### Short exercise
Format every line of the data below as a numbered list, omitting any blank lines.

--- Data rows ---

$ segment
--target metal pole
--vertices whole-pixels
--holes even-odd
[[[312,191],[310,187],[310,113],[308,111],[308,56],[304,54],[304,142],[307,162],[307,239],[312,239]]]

---

### Response to the task
1. $ segment
2. --target metal pole
3. --vertices whole-pixels
4. --holes even-odd
5. [[[312,191],[310,187],[310,113],[308,111],[308,56],[304,54],[304,142],[307,162],[307,239],[312,239]]]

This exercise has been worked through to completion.